Objective: Type out the material below exactly.

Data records
_ _ _ _ _
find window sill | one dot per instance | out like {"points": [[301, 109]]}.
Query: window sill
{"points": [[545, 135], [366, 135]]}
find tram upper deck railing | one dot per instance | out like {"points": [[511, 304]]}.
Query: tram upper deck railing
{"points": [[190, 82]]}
_ _ _ _ _
Task result:
find window sill | one dot per instance | out like {"points": [[301, 109]]}.
Query: window sill
{"points": [[545, 135], [366, 135]]}
find tram upper deck railing | one dot per instance | out like {"points": [[511, 304]]}.
Query: tram upper deck railing
{"points": [[190, 82]]}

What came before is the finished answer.